- [What is expected]:
Copy out the data below line for line, changing no character.

- [Dataset excerpts]:
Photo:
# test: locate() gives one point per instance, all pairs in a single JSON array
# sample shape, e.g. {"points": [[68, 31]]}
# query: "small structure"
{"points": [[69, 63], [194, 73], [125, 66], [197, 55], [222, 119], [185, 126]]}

- [Exercise response]:
Photo:
# test: locate() gives one point per instance, all pairs in a single JSON array
# sample shape, e.g. {"points": [[68, 31]]}
# query: "small structure"
{"points": [[69, 63], [194, 73], [125, 66], [197, 55], [222, 119], [185, 126]]}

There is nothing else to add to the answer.